Tuesday, December 30, 2008

Dec 30 - Rudyard Kipling

Rudyard Kipling 1891, from painting by John Maler Collier

Joseph Rudyard Kipling (30 December 1865 – 18 January 1936)

Born in Bombay, British India, Kipling was considered a genius and became one of the most popular writers in English, in both prose and verse, in the late 19th and early 20th centuries. His works for children have become classics, still read today.

A controversial figure in modern times, he is seen by some to be a British imperialist, holding racial and social prejudices.

(I say he was a product of his times who apparently wrote about life as it existed.)

Some of his work:

If
by Rudyard Kipling

If you can keep your head when all about you
Are losing theirs and blaming it on you;
If you can trust yourself when all men doubt you,
But make allowance for their doubting too:
If you can wait and not be tired by waiting,
Or, being lied about, don't deal in lies,
Or being hated don't give way to hating,
And yet don't look too good, nor talk too wise;

If you can dream---and not make dreams your master;
If you can think---and not make thoughts your aim,
If you can meet with Triumph and Disaster
And treat those two impostors just the same:.
If you can bear to hear the truth you've spoken
Twisted by knaves to make a trap for fools,
Or watch the things you gave your life to, broken,
And stoop and build'em up with worn-out tools;

If you can make one heap of all your winnings
And risk it on one turn of pitch-and-toss,
And lose, and start again at your beginnings,
And never breathe a word about your loss:
If you can force your heart and nerve and sinew
To serve your turn long after they are gone,
And so hold on when there is nothing in you
Except the Will which says to them: "Hold on!"

If you can talk with crowds and keep your virtue,
Or walk with Kings---nor lose the common touch,
If neither foes nor loving friends can hurt you,
If all men count with you, but none too much:
If you can fill the unforgiving minute
With sixty seconds' worth of distance run,
Yours is the Earth and everything that's in it,
And---which is more---you'll be a Man, my son!



Sestina Of The Tramp-Royal
by Rudyard Kipling

Speakin' in general, I'ave tried 'em all
The 'appy roads that take you o'er the world.
Speakin' in general, I'ave found them good
For such as cannot use one bed too long,
But must get 'ence, the same as I'ave done,
An' go observin' matters till they die.

What do it matter where or 'ow we die,
So long as we've our 'ealth to watch it all—
The different ways that different things are done,
An' men an' women lovin' in this world;
Takin' our chances as they come along,
An' when they ain't, pretendin' they are good?

In cash or credit—no, it aren't no good;
You've to 'ave the 'abit or you'd die,
Unless you lived your life but one day long,
Nor didn't prophesy nor fret at all,
But drew your tucker some'ow from the world,
An' never bothered what you might ha' done.

But, Gawd, what things are they I'aven't done?
I've turned my 'and to most, an' turned it good,
In various situations round the world
For 'im that doth not work must surely die;
But that's no reason man should labour all
'Is life on one same shift—life's none so long.

Therefore, from job to job I've moved along.

◆ **DATASET EXCERPTS**
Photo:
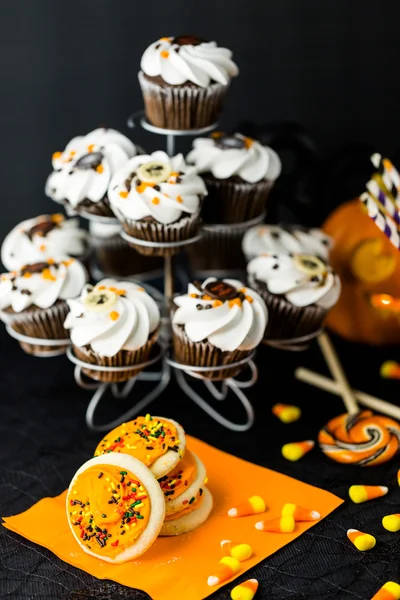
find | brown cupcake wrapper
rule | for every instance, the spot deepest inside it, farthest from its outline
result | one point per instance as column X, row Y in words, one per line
column 204, row 354
column 286, row 321
column 45, row 323
column 151, row 231
column 234, row 201
column 182, row 107
column 220, row 248
column 124, row 358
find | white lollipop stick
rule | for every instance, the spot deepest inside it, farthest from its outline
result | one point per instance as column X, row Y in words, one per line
column 336, row 369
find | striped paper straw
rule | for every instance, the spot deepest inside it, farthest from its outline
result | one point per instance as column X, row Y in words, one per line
column 386, row 202
column 383, row 222
column 389, row 173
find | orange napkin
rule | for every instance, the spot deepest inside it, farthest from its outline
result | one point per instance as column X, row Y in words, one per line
column 178, row 567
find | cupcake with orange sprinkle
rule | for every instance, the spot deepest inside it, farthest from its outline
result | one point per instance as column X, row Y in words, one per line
column 158, row 199
column 113, row 324
column 83, row 170
column 33, row 302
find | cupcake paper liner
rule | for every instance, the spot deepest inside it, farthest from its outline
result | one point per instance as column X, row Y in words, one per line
column 128, row 358
column 115, row 257
column 182, row 107
column 204, row 354
column 231, row 201
column 286, row 321
column 152, row 231
column 46, row 323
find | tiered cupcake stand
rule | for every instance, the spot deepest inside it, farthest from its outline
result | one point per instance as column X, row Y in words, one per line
column 185, row 375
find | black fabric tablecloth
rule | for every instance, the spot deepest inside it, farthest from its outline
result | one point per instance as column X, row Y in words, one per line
column 44, row 440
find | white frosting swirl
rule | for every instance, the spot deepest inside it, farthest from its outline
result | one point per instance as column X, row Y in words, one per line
column 42, row 284
column 290, row 276
column 200, row 63
column 84, row 169
column 231, row 324
column 124, row 323
column 227, row 155
column 46, row 236
column 180, row 191
column 275, row 239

◆ **EXERCISE AIM**
Output the passage from the Rudyard Kipling post above, starting at "I've turned my" up to and including "I've moved along.", copied word for word.

◆ **EXERCISE RESULT**
I've turned my 'and to most, an' turned it good,
In various situations round the world
For 'im that doth not work must surely die;
But that's no reason man should labour all
'Is life on one same shift—life's none so long.

Therefore, from job to job I've moved along.